W związku z marszem należy spodziewać się wielu wyłączeń w ruchu - nawet godzinę przed rozpoczęciem
Rzecznik KSP w rozmowie z PAP ocenił, że ten weekend jest jednym z najbardziej pracujących w tym roku. "Mówimy o ogromnej ilości wydarzeń w Warszawie. W sobotę mieliśmy do czynienia m.in. z imprezami sportowymi, wydarzeniami kulturalnymi, zgromadzeniami. We wszystkich tych wydarzeniach brali udział policjanci" - powiedział nadkomisarz.
"Dzisiaj również pracowity dzień. Kolejny dzień regat na Wiśle, zgromadzeń, imprez sportowych. Biorąc pod uwagę ogrom tych wydarzeń tradycyjnie możemy liczyć na wsparcie ze strony Komendanta Głównego Policji, który skierował do Warszawy wsparcie innych garnizonów" - przekazał Sylwester Marczak.
Wskazał, że w związku z niedzielnym marszem należy spodziewać się wielu wyłączeń w ruchu. "Poruszając się po Warszawie warto korzystać z transportu publicznego. Więcej informacji możemy znaleźć na stronie transportu jak również na stronie urzędu miasta, gdzie dowiemy się o konkretnych wyłączeniach w ruchu" - zaznaczył rzecznik KSP.
"Warto pamiętać, że ruchu kołowy na całej trasie zgromadzenia wyłączany jest nawet na godzinę przed jego rozpoczęciem. Podyktowane jest to bezpieczeństwem. Musimy zapewnić odpowiedni czas tramwajom, autokarom i innym pojazdom na opuszczenie trasy przejścia. Na trasie przemarszu nie mogą znajdować się żadne pojazdy, które wpływają na bezpieczeństwo zgromadzenia. Dotyczy to bezpieczeństwa uczestników, ale także konieczności zapewnienia tzw. korytarza życia" - tłumaczył.
"Pamiętajmy też o tym, że bezpieczeństwo zależy również od uczestników wszelkich wydarzeń. Jeżeli zaobserwujemy coś niepokojącego niezwłocznie informujmy o tym policjantów" - zaapelował policjant.

- _Zadanie pisemne A_: Z jakim wyprzedzeniem, zgodnie z fragmentem tekstu, wyłącza się ruch kołowy na całej trasie zgromadzenia?
- _Zadanie pisemne B_: Przepisz wiernie z fragmentu tekstu urywek od słów „W związku z marszem” do słów „- powiedział nadkomisarz.” włącznie.

- _Dane wejściowe_:

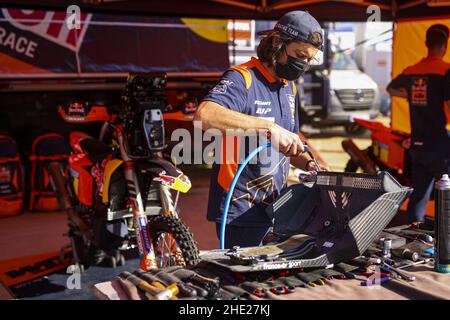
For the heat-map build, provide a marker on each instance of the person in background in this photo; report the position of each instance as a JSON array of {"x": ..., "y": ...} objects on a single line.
[{"x": 426, "y": 85}]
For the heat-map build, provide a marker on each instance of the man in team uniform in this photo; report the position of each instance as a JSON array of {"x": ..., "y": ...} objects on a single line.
[
  {"x": 426, "y": 85},
  {"x": 261, "y": 95}
]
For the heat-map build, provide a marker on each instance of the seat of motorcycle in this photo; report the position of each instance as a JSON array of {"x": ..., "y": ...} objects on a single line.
[{"x": 96, "y": 150}]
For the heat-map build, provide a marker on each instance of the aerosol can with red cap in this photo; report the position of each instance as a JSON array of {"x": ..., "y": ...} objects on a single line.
[{"x": 442, "y": 225}]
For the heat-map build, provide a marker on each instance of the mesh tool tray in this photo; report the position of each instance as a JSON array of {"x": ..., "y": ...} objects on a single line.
[{"x": 332, "y": 221}]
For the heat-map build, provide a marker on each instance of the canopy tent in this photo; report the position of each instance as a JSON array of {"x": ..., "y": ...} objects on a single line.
[{"x": 323, "y": 10}]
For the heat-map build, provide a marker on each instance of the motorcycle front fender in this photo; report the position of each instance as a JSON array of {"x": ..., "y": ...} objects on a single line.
[{"x": 166, "y": 173}]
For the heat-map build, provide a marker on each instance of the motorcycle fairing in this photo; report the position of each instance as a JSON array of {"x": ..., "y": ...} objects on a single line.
[
  {"x": 334, "y": 221},
  {"x": 110, "y": 168},
  {"x": 166, "y": 173}
]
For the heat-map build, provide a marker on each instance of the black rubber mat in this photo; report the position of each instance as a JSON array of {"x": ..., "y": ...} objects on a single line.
[{"x": 54, "y": 286}]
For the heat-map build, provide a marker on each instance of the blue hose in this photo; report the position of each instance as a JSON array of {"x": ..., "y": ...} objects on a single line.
[{"x": 231, "y": 189}]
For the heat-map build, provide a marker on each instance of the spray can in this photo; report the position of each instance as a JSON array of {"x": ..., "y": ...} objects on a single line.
[{"x": 442, "y": 225}]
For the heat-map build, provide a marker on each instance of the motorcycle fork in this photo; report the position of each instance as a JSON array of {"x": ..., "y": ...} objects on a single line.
[{"x": 146, "y": 250}]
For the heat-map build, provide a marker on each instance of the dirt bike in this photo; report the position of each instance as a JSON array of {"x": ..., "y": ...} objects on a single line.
[{"x": 118, "y": 193}]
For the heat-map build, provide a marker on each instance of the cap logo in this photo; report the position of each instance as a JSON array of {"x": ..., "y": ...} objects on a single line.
[
  {"x": 316, "y": 39},
  {"x": 289, "y": 30}
]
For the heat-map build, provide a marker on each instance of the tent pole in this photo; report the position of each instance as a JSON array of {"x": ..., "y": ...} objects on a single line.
[
  {"x": 305, "y": 2},
  {"x": 235, "y": 3}
]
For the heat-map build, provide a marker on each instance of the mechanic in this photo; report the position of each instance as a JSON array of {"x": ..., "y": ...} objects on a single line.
[
  {"x": 261, "y": 95},
  {"x": 426, "y": 85}
]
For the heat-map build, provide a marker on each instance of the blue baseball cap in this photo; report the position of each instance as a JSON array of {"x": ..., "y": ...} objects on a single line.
[{"x": 301, "y": 26}]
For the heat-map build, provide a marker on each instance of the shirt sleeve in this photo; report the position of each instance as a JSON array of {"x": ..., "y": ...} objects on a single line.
[
  {"x": 230, "y": 92},
  {"x": 400, "y": 82},
  {"x": 447, "y": 85}
]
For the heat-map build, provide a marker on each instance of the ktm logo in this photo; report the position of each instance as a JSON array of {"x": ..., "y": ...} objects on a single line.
[{"x": 263, "y": 110}]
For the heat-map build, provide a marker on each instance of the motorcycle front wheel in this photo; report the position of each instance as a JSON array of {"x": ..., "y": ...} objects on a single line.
[{"x": 173, "y": 243}]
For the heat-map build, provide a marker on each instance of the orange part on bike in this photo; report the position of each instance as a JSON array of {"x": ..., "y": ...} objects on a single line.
[{"x": 178, "y": 115}]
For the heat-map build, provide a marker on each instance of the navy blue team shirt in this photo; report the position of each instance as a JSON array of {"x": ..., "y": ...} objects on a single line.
[{"x": 251, "y": 90}]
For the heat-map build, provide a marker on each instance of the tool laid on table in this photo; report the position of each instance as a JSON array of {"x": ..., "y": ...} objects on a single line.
[
  {"x": 211, "y": 286},
  {"x": 414, "y": 263},
  {"x": 152, "y": 292},
  {"x": 406, "y": 253},
  {"x": 129, "y": 288},
  {"x": 442, "y": 225},
  {"x": 375, "y": 278},
  {"x": 396, "y": 271},
  {"x": 163, "y": 279}
]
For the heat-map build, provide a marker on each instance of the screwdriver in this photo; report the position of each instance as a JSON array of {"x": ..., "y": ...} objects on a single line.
[
  {"x": 152, "y": 292},
  {"x": 310, "y": 153}
]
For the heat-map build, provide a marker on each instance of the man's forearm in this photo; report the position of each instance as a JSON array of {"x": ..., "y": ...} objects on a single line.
[{"x": 213, "y": 115}]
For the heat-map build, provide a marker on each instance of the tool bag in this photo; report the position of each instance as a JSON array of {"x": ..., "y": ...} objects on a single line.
[
  {"x": 46, "y": 148},
  {"x": 11, "y": 178}
]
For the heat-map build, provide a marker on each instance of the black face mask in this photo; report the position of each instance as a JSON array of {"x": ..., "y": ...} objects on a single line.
[{"x": 292, "y": 69}]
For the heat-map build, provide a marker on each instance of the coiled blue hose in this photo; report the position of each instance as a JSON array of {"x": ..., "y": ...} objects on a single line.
[{"x": 231, "y": 189}]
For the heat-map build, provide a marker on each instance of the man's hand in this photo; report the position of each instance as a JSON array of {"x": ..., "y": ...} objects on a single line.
[
  {"x": 286, "y": 142},
  {"x": 311, "y": 166}
]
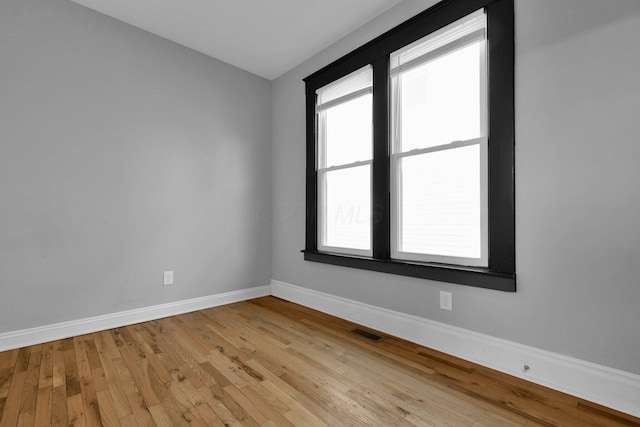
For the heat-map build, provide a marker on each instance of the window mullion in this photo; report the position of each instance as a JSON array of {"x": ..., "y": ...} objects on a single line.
[{"x": 381, "y": 155}]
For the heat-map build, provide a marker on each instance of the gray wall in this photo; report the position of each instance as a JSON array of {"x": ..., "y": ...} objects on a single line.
[
  {"x": 123, "y": 155},
  {"x": 578, "y": 188}
]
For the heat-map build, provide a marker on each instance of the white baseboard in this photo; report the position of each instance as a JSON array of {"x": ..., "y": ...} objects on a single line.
[
  {"x": 610, "y": 387},
  {"x": 27, "y": 337}
]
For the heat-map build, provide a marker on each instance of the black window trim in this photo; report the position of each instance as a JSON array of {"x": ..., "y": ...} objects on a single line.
[{"x": 501, "y": 272}]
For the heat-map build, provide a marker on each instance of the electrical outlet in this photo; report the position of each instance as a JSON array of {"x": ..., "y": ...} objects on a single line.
[
  {"x": 446, "y": 300},
  {"x": 168, "y": 278}
]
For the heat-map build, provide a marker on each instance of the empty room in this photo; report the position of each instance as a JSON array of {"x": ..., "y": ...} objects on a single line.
[{"x": 336, "y": 213}]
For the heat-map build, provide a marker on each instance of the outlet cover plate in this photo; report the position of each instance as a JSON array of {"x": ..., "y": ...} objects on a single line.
[
  {"x": 168, "y": 278},
  {"x": 446, "y": 300}
]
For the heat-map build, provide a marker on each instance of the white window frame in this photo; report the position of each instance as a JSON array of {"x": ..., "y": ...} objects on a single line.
[
  {"x": 321, "y": 170},
  {"x": 397, "y": 155}
]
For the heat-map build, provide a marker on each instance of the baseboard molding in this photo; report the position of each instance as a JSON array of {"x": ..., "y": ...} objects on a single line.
[
  {"x": 27, "y": 337},
  {"x": 610, "y": 387}
]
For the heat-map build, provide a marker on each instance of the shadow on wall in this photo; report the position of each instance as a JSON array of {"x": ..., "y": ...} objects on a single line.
[{"x": 568, "y": 21}]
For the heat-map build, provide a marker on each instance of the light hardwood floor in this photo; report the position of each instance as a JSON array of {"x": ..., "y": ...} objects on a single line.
[{"x": 267, "y": 362}]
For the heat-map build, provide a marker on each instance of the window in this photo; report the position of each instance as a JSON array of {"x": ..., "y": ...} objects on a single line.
[
  {"x": 344, "y": 156},
  {"x": 410, "y": 143}
]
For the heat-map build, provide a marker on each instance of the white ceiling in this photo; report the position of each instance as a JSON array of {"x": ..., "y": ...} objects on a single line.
[{"x": 265, "y": 37}]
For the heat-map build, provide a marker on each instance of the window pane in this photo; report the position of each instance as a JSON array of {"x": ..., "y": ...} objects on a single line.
[
  {"x": 348, "y": 132},
  {"x": 440, "y": 101},
  {"x": 347, "y": 213},
  {"x": 440, "y": 203}
]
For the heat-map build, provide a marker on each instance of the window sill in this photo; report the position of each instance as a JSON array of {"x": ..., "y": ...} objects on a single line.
[{"x": 471, "y": 276}]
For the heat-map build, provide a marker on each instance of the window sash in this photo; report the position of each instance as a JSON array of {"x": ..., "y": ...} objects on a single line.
[
  {"x": 348, "y": 88},
  {"x": 322, "y": 211},
  {"x": 397, "y": 214}
]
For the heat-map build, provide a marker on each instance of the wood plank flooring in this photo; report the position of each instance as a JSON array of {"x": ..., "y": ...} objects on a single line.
[{"x": 268, "y": 362}]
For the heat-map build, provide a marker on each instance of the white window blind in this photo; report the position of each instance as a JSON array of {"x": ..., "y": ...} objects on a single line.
[
  {"x": 344, "y": 144},
  {"x": 439, "y": 146}
]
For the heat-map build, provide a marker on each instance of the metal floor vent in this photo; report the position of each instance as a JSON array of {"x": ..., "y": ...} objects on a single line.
[{"x": 368, "y": 335}]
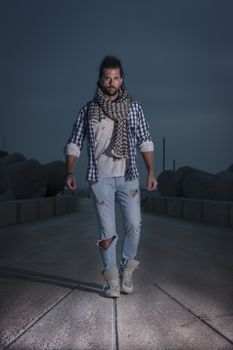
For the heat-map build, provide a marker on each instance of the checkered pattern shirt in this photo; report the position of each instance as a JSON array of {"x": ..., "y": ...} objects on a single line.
[{"x": 138, "y": 133}]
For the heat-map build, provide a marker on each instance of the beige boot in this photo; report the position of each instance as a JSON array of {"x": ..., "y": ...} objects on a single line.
[
  {"x": 112, "y": 283},
  {"x": 126, "y": 276}
]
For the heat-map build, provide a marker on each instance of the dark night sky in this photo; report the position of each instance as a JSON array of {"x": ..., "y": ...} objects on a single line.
[{"x": 178, "y": 60}]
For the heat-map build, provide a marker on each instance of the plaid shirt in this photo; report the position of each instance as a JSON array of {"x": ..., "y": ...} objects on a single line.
[{"x": 138, "y": 132}]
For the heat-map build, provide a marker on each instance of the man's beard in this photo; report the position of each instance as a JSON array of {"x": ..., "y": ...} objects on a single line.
[{"x": 110, "y": 91}]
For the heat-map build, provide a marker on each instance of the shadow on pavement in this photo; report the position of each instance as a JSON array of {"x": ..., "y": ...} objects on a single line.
[{"x": 33, "y": 276}]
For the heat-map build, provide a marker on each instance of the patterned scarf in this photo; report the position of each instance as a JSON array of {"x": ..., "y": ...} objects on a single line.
[{"x": 117, "y": 110}]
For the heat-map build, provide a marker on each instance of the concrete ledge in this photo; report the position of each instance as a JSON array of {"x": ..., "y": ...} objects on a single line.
[
  {"x": 193, "y": 210},
  {"x": 22, "y": 211},
  {"x": 27, "y": 210},
  {"x": 155, "y": 204},
  {"x": 71, "y": 204},
  {"x": 175, "y": 207},
  {"x": 59, "y": 205},
  {"x": 8, "y": 213},
  {"x": 45, "y": 207},
  {"x": 217, "y": 213}
]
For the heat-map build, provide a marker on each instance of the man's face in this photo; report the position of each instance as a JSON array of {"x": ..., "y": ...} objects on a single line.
[{"x": 111, "y": 82}]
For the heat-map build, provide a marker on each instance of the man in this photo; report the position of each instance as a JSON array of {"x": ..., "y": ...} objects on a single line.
[{"x": 115, "y": 126}]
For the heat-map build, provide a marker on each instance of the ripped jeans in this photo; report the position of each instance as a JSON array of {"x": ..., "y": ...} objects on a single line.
[{"x": 104, "y": 193}]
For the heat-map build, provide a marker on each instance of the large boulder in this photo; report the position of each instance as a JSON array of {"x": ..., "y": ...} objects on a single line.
[
  {"x": 224, "y": 187},
  {"x": 179, "y": 177},
  {"x": 27, "y": 179},
  {"x": 14, "y": 158},
  {"x": 56, "y": 172},
  {"x": 166, "y": 183}
]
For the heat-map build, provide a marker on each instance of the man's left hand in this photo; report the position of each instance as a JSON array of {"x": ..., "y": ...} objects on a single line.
[{"x": 152, "y": 183}]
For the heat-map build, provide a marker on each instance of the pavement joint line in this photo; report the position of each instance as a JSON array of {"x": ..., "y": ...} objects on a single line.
[
  {"x": 195, "y": 315},
  {"x": 33, "y": 323},
  {"x": 115, "y": 318}
]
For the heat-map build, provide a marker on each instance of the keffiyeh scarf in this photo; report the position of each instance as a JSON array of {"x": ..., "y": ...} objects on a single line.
[{"x": 117, "y": 110}]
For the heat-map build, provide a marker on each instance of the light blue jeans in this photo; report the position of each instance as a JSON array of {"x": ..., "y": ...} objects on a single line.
[{"x": 104, "y": 193}]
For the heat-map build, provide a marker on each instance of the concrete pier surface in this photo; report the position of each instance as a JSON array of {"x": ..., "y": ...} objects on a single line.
[{"x": 51, "y": 287}]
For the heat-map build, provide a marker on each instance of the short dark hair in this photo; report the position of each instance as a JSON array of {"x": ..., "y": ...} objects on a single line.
[{"x": 110, "y": 62}]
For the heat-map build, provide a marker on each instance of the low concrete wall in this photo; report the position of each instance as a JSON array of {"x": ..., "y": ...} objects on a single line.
[
  {"x": 21, "y": 211},
  {"x": 8, "y": 213},
  {"x": 217, "y": 213}
]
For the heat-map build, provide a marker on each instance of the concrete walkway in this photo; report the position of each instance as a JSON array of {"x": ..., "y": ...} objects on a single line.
[{"x": 51, "y": 297}]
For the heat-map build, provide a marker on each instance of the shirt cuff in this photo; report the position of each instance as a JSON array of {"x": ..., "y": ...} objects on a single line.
[
  {"x": 146, "y": 146},
  {"x": 72, "y": 149}
]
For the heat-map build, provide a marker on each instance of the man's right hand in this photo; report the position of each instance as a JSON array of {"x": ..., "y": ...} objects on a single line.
[{"x": 71, "y": 182}]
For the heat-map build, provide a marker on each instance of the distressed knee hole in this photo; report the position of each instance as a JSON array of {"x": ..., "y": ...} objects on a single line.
[
  {"x": 105, "y": 243},
  {"x": 133, "y": 193}
]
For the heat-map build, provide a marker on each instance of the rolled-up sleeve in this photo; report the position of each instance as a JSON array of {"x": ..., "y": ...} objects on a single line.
[
  {"x": 146, "y": 146},
  {"x": 75, "y": 141}
]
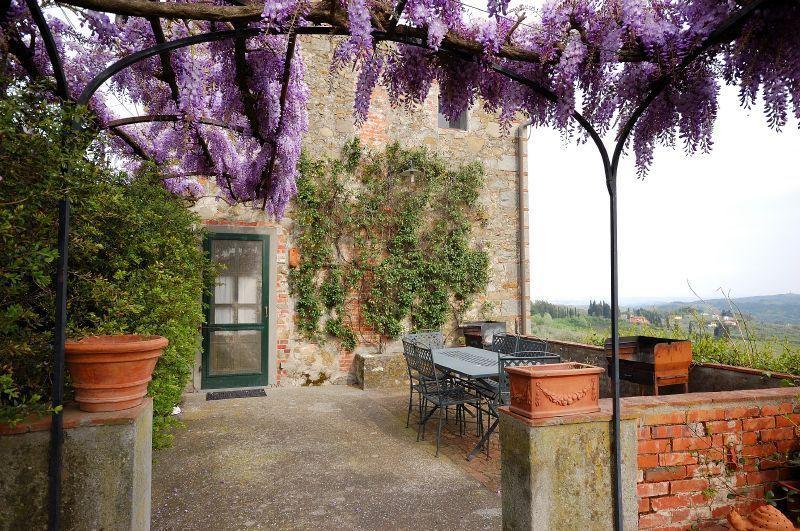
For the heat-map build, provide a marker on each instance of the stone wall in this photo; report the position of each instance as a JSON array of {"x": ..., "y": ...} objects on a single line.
[
  {"x": 695, "y": 458},
  {"x": 105, "y": 477},
  {"x": 330, "y": 125},
  {"x": 703, "y": 377}
]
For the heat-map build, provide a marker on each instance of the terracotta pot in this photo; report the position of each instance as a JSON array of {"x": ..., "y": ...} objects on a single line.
[
  {"x": 110, "y": 373},
  {"x": 294, "y": 257},
  {"x": 556, "y": 390}
]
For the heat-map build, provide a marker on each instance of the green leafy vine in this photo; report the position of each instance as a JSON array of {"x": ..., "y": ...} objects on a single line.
[{"x": 389, "y": 231}]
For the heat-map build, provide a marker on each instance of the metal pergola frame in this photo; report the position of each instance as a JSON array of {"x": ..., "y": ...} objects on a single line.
[{"x": 390, "y": 33}]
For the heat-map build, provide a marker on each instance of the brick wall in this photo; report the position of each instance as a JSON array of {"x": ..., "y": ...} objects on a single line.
[
  {"x": 702, "y": 454},
  {"x": 330, "y": 125}
]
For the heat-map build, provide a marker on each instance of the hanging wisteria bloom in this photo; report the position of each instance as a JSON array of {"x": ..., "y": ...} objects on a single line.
[{"x": 235, "y": 110}]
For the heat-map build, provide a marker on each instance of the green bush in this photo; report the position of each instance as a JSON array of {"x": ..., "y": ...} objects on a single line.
[{"x": 135, "y": 264}]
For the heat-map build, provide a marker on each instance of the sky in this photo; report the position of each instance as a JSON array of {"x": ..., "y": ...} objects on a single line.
[{"x": 727, "y": 220}]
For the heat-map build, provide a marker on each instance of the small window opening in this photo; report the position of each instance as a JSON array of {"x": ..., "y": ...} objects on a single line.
[{"x": 460, "y": 123}]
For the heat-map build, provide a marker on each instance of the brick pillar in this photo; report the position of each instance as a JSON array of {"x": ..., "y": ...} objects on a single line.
[
  {"x": 557, "y": 473},
  {"x": 106, "y": 474}
]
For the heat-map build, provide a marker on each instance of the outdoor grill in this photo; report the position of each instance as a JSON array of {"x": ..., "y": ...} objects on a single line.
[
  {"x": 479, "y": 334},
  {"x": 653, "y": 361}
]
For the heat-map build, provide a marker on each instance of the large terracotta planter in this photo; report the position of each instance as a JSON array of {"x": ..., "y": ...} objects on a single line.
[
  {"x": 110, "y": 373},
  {"x": 556, "y": 390}
]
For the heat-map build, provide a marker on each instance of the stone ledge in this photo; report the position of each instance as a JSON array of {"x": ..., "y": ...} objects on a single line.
[
  {"x": 747, "y": 370},
  {"x": 700, "y": 400},
  {"x": 576, "y": 345},
  {"x": 74, "y": 418},
  {"x": 635, "y": 407},
  {"x": 604, "y": 415}
]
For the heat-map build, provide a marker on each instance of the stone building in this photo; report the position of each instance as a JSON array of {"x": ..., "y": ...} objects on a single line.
[{"x": 252, "y": 340}]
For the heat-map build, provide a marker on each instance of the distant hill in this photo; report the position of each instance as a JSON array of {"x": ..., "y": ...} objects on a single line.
[{"x": 779, "y": 309}]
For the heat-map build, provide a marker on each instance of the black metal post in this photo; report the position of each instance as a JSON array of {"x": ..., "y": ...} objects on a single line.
[{"x": 60, "y": 336}]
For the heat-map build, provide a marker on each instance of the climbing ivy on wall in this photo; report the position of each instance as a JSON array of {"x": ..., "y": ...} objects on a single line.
[{"x": 388, "y": 230}]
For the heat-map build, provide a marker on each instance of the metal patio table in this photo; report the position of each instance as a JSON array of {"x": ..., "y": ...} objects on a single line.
[{"x": 470, "y": 363}]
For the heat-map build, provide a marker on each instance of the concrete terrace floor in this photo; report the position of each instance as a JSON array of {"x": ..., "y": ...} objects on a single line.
[{"x": 330, "y": 457}]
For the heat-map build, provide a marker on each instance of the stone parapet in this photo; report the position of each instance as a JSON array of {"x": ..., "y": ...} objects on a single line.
[
  {"x": 105, "y": 477},
  {"x": 378, "y": 371},
  {"x": 687, "y": 460}
]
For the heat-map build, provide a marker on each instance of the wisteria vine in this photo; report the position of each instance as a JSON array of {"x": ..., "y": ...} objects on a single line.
[{"x": 602, "y": 56}]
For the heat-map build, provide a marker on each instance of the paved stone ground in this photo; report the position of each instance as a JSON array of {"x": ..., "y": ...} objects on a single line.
[{"x": 331, "y": 457}]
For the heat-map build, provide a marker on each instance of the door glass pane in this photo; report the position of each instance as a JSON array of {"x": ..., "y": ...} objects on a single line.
[
  {"x": 237, "y": 294},
  {"x": 235, "y": 352}
]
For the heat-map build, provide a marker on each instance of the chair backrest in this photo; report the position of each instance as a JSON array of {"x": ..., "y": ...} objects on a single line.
[
  {"x": 519, "y": 359},
  {"x": 423, "y": 363},
  {"x": 408, "y": 355},
  {"x": 530, "y": 343},
  {"x": 426, "y": 338}
]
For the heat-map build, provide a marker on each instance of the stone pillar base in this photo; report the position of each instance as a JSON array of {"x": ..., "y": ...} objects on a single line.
[
  {"x": 379, "y": 371},
  {"x": 557, "y": 472},
  {"x": 105, "y": 482}
]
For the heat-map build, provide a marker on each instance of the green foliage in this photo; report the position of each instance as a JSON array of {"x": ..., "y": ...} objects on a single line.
[
  {"x": 746, "y": 348},
  {"x": 390, "y": 230},
  {"x": 135, "y": 263}
]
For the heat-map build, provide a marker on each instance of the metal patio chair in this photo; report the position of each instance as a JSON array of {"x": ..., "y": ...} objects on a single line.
[
  {"x": 440, "y": 392},
  {"x": 510, "y": 344}
]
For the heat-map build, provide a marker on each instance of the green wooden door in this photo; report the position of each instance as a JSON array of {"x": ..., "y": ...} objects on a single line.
[{"x": 235, "y": 334}]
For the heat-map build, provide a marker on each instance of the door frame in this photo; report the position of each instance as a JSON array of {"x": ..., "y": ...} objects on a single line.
[{"x": 268, "y": 374}]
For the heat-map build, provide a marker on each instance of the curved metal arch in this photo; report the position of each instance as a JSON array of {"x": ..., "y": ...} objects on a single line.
[
  {"x": 662, "y": 83},
  {"x": 97, "y": 81},
  {"x": 62, "y": 89}
]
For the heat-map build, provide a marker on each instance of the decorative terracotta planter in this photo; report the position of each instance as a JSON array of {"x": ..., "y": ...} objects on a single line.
[
  {"x": 557, "y": 390},
  {"x": 110, "y": 373}
]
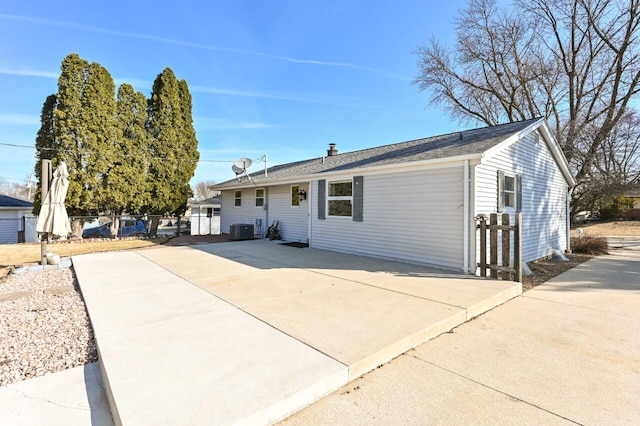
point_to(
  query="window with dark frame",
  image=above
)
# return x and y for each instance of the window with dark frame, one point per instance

- _Wynik zadania A_: Nawet na godzinę przed rozpoczęciem zgromadzenia.

- _Wynik zadania B_:
W związku z marszem należy spodziewać się wielu wyłączeń w ruchu - nawet godzinę przed rozpoczęciem
Rzecznik KSP w rozmowie z PAP ocenił, że ten weekend jest jednym z najbardziej pracujących w tym roku. "Mówimy o ogromnej ilości wydarzeń w Warszawie. W sobotę mieliśmy do czynienia m.in. z imprezami sportowymi, wydarzeniami kulturalnymi, zgromadzeniami. We wszystkich tych wydarzeniach brali udział policjanci" - powiedział nadkomisarz.